* Objective *
Rewrite all of the items below as a numbered list with one line per entry, skipping blank lines. Leave the pictures out of your list.

* Information provided *

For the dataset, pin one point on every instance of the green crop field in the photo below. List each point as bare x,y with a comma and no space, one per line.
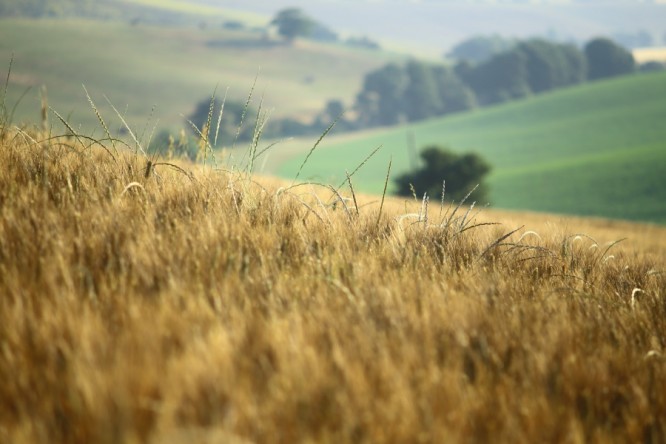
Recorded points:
598,149
171,68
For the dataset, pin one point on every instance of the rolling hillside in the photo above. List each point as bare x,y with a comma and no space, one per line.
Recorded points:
598,149
171,68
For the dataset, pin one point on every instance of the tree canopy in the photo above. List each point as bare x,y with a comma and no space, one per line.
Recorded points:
460,173
608,59
292,23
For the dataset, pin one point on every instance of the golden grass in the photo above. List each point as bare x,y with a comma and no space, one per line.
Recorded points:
166,308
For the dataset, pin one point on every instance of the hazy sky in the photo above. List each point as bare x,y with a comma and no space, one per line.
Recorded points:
434,25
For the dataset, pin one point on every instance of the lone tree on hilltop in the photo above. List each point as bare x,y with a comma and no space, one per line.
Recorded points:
460,173
292,22
606,58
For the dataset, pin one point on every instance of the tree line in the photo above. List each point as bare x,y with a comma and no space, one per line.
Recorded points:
417,90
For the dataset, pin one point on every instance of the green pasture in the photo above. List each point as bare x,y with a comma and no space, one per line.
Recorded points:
170,68
597,149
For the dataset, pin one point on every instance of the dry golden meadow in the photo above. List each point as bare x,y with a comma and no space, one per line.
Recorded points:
140,302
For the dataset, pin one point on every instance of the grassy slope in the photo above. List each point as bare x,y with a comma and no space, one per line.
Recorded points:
205,308
598,149
170,67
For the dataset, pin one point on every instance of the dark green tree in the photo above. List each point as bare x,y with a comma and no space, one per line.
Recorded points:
381,100
502,78
552,65
460,173
606,58
292,23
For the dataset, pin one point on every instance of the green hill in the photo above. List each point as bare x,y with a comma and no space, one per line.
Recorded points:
598,149
171,67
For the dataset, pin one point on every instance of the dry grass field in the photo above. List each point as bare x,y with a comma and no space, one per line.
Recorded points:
175,303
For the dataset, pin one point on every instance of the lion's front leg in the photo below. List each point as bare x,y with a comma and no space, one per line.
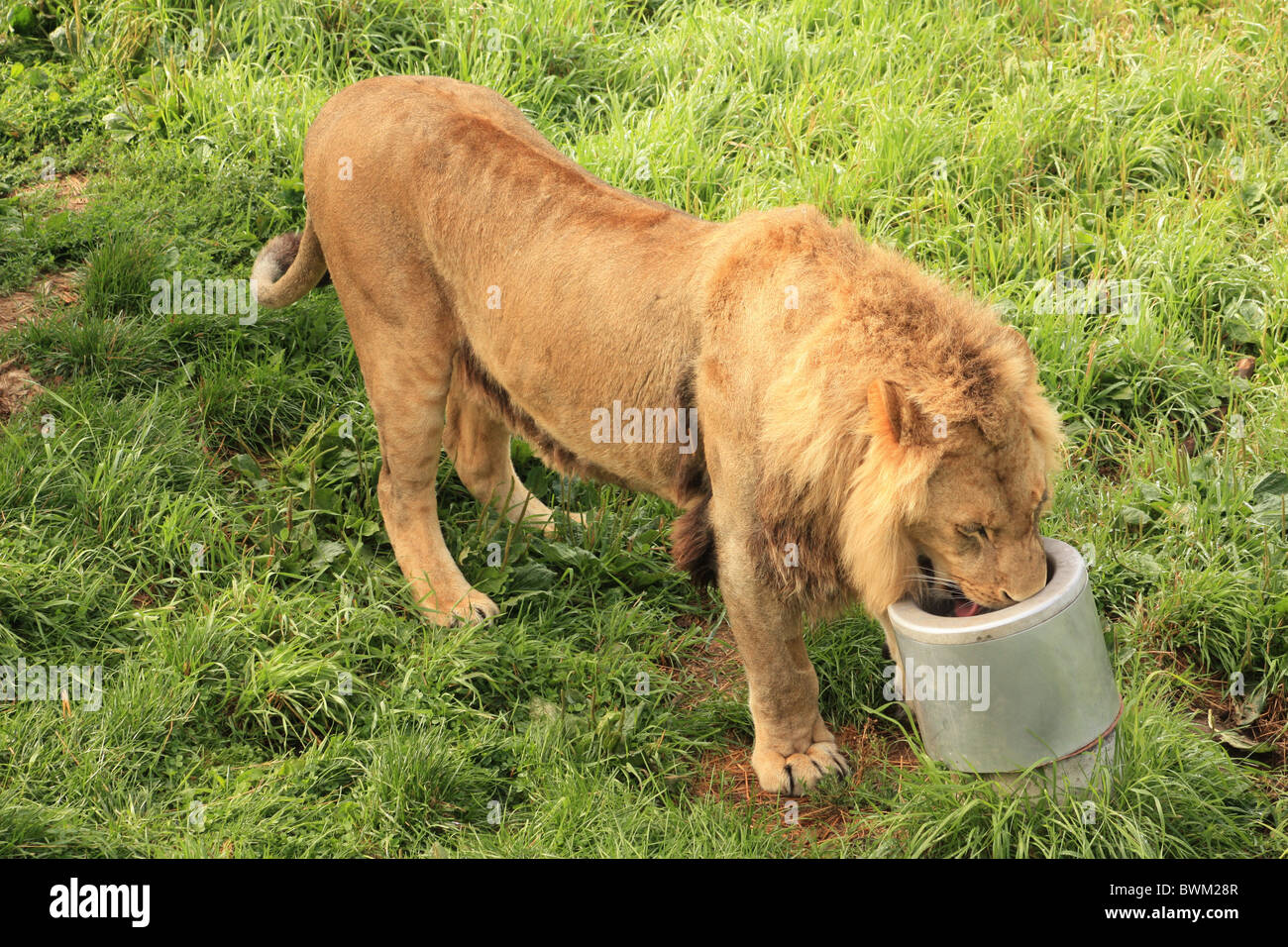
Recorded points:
794,748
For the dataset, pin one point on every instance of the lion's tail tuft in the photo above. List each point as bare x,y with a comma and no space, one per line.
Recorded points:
287,266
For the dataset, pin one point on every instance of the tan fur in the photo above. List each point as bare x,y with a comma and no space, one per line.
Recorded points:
853,411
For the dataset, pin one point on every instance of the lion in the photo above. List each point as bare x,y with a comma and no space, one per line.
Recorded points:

* Exercise solution *
1. For the dataset, pin one point on every instance of the green crop field in the photo below. List each point as bare x,y with a comma and no space, one per line.
2. Recorded points:
3. 598,149
4. 171,68
5. For the dataset, pin one point on every instance of the rolling hillside in the photo above. List each point as bare x,y with a comma and no space, one per line.
6. Recorded points:
7. 598,149
8. 171,68
9. For the dataset, pin one point on every instance of the tree canopy in the photo above. List each point as bare x,y with a comma and no space, one per line.
10. Recorded points:
11. 460,173
12. 608,59
13. 292,23
14. For the dataset, pin one point on every instance of the golden grass in the photo above. List each point as bare x,y with a comma and no space, one per line.
15. Recorded points:
16. 166,308
17. For the dataset, pin one point on every instance of the hazy sky in the photo above. List each point as bare x,y with a comma and no space, one per line.
18. Recorded points:
19. 434,25
20. For the dataset, pin one point on every instance of the lone tree on hilltop in the photo above. List each point as bare x,y with a comma and no space, one per line.
21. Recorded points:
22. 460,173
23. 292,22
24. 606,58
25. For the dataset, pin one point on every instance of the tree line in the photo above. List each point as bare x,y with a comma and no space, one per line.
26. Recorded points:
27. 417,90
28. For the dataset, pin one point on every instance of the green pasture in the photo above. List each point as bare x,y with a comma and no space, one per line.
29. Recorded points:
30. 170,68
31. 597,149
32. For the dataset, pin one point on every instance of the dry golden meadow in the photo above. List each point as bare x,y with a comma and no space, one per line.
33. Recorded points:
34. 140,302
35. For the dataset, pin one point on every instance of the grassy slope in the photo above. List each point as bare x,y with a comma and no space, one per line.
36. Recorded points:
37. 205,308
38. 598,149
39. 170,67
40. For the dataset, pin one point on every instance of the dark green tree in the photo above. List each point as bare x,y with a comma and no space, one per line.
41. Recorded points:
42. 381,100
43. 502,78
44. 552,65
45. 460,173
46. 606,58
47. 292,23
48. For the dataset, pin one point on every instance of the green hill in the photo above. List each point as bare x,y with a comma and no space, one per line.
49. Recorded points:
50. 598,149
51. 171,67
52. For the dataset, pin one point on every instance of the dry grass field in the photo above. List each point as bare x,y with a comma and no space, one per line.
53. Recorded points:
54. 175,303
55. For the dataset, pin one point on every instance of the lion's front leg in the photo below. List each point as bare x,y with a comma and no space, one per line.
56. Recorded points:
57. 794,748
58. For the dataset, pin one point on every instance of the lion's tail tuft in the photo above. List each point as bare x,y with a comma and no space, one per line.
59. Recorded points:
60. 287,266
61. For the dataset, pin one point on every instance of the tan fur in the photo above. List each point as bare x,y with a comma and no space, one per line.
62. Recorded points:
63. 853,411
64. For the dataset, pin one point on every instance of the lion in the photo above. List each point as bare x,y with a comma and no space, one per line.
65. Recorded points:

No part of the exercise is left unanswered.